[discuss] [PATCH] AMD Family 10h revision B2 Erratum 298 and L2 Eviction Bug Workaround

Joerg Roedel joerg.roedel at amd.com
Wed Dec 5 19:31:13 CET 2007


This patch is a workaround for AMD erratum 298. Due to the very invasive
nature of this patch and the very small number of affected customers
(you know it if you have an affected part), we do not recommend the use
of this patch on a regular Linux system. This patch is NOT intended for
mainline acceptance or inclusion with a Linux distribution!  The patch
has only received minimal functional testing. Every user must evaluate
it prior to production use to make sure it meets the necessary quality
standards. Like all GPL software, this patch comes with absolutely no
warranty.

-- 
           |           AMD Saxony Limited Liability Company & Co. KG
 Operating |         Wilschdorfer Landstr. 101, 01109 Dresden, Germany
 System    |                  Register Court Dresden: HRA 4896
 Research  |              General Partner authorized to represent:
 Center    |             AMD Saxony LLC (Wilmington, Delaware, US)
           | General Manager of AMD Saxony LLC: Dr. Hans-R. Deppe, Thomas McCoy
-------------- next part --------------
diff --git a/arch/x86_64/kernel/acpi/wakeup.S b/arch/x86_64/kernel/acpi/wakeup.S
diff --git a/arch/x86_64/kernel/head.S b/arch/x86_64/kernel/head.S
index b6167fe..40982c2 100644
--- a/arch/x86_64/kernel/head.S
+++ b/arch/x86_64/kernel/head.S
@@ -95,7 +95,8 @@ startup_64:
 	movq	%rdi, %rax
 	shrq	$PMD_SHIFT, %rax
 	andq	$(PTRS_PER_PMD - 1), %rax
-	leaq	__PAGE_KERNEL_LARGE_EXEC(%rdi), %rdx
+	movq    $__PAGE_KERNEL_LARGE_EXEC, %rdx
+	orq	%rdi, %rdx
 	leaq	level2_spare_pgt(%rip), %rbx
 	movq	%rdx, 0(%rbx, %rax, 8)

▸ **Instructions to follow**: Write the next part of the AMD erratum 298 patch text above, picking up right after its last line.

▸ **Data rows**:

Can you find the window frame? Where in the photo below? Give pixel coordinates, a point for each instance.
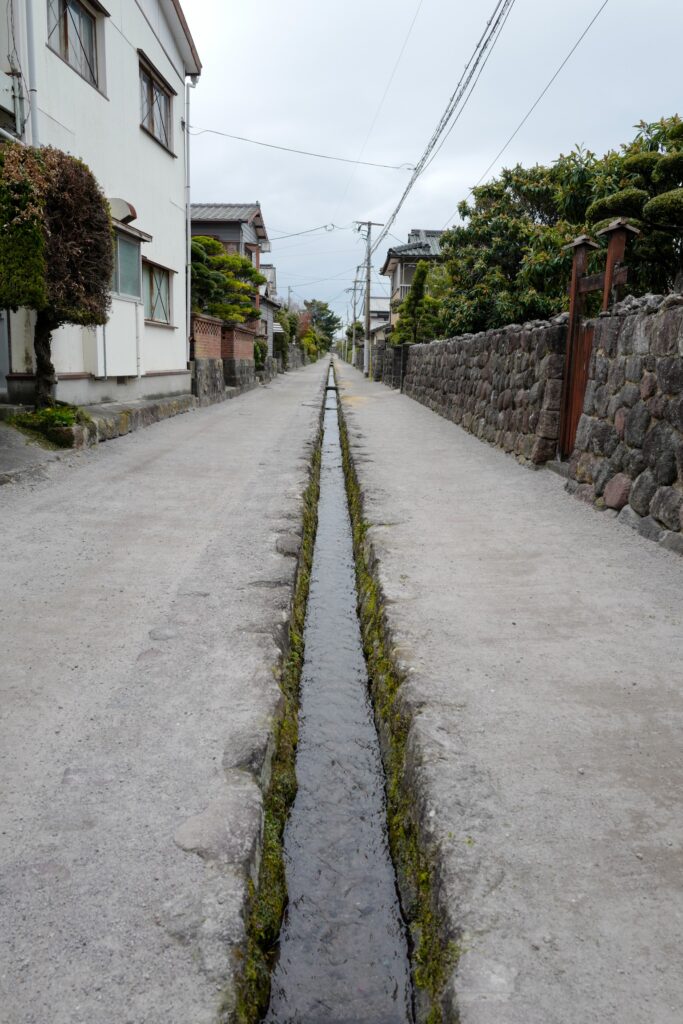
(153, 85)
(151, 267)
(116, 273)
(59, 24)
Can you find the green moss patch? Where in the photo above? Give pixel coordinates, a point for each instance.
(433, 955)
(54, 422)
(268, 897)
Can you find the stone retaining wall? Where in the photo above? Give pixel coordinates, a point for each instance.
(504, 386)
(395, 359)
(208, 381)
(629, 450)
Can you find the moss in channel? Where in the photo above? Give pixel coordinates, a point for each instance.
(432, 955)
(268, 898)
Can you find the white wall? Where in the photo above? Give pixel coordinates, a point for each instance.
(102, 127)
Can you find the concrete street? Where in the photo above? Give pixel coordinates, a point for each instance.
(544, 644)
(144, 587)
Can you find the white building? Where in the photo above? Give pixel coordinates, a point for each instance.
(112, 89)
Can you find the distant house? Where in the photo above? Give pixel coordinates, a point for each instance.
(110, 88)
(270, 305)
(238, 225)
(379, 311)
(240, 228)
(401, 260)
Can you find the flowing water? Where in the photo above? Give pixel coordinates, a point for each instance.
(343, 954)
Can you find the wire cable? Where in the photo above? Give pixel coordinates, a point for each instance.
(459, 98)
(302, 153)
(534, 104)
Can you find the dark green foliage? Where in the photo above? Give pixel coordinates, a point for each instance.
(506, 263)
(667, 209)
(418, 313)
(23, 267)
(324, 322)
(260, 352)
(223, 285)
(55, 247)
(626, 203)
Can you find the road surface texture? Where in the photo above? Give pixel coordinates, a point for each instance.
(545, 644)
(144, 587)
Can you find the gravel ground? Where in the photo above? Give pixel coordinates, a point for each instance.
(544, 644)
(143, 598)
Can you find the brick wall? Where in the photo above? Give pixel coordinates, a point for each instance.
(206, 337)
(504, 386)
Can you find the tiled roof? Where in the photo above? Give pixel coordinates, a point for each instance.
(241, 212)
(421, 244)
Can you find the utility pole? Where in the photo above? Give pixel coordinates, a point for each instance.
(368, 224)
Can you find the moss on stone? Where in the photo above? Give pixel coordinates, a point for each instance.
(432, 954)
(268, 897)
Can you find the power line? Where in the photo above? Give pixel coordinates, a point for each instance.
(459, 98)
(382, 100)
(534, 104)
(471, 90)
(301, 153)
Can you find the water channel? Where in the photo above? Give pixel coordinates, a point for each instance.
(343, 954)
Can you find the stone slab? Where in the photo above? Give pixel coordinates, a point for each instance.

▸ **Written answer**:
 ident_complete:
diff --git a/arch/x86_64/kernel/setup.c b/arch/x86_64/kernel/setup.c
index af838f6..0b53fde 100644
--- a/arch/x86_64/kernel/setup.c
+++ b/arch/x86_64/kernel/setup.c
@@ -617,6 +617,21 @@ static void __cpuinit init_amd(struct cpuinfo_x86 *c)
 	/* Family 10 doesn't support C states in MWAIT so don't use it */
 	if (c->x86 == 0x10 && !force_mwait)
 		clear_bit(X86_FEATURE_MWAIT, &c->x86_capability);
+
+	/* enable workaround for AMD Erratum 298 if necessary */ 
+	if ((c->x86 == 0x10) && (c->x86_model < 3) && (c->x86_mask != 3)) {
+		/* re-enable TLB caching if BIOS disabled it */
+		rdmsrl(MSR_K8_HWCR, value);
+		value &= ~(1UL << 3);
+		wrmsrl(MSR_K8_HWCR, value);
+		rdmsrl(0xC0011023, value);
+		value &= ~(1UL << 1);
+		wrmsrl(0xC0011023, value);
+		/* enable OS workaround */
+		e298_bug = 1;
+		printk(KERN_INFO "AMD erratum 298 workaround enabled\n");
+	}
+
 }
 
 static void __cpuinit detect_ht(struct cpuinfo_x86 *c)
diff --git a/arch/x86_64/mm/fault.c b/arch/x86_64/mm/fault.c
index 54816ad..ea7fa4e 100644
--- a/arch/x86_64/mm/fault.c
+++ b/arch/x86_64/mm/fault.c
@@ -187,6 +187,40 @@ bad:
 	printk("BAD\n");
 }
 
+pte_t* get_pte(unsigned long address)
+{
+	pgd_t *pgd;
+	pud_t *pud;
+	pmd_t *pmd;
+	pte_t *pte;
+
+	pgd = (pgd_t *)read_cr3();
+
+	pgd = __va((unsigned long)pgd & PHYSICAL_PAGE_MASK);
+	pgd += pgd_index(address);
+	if (!pgd_present(*pgd))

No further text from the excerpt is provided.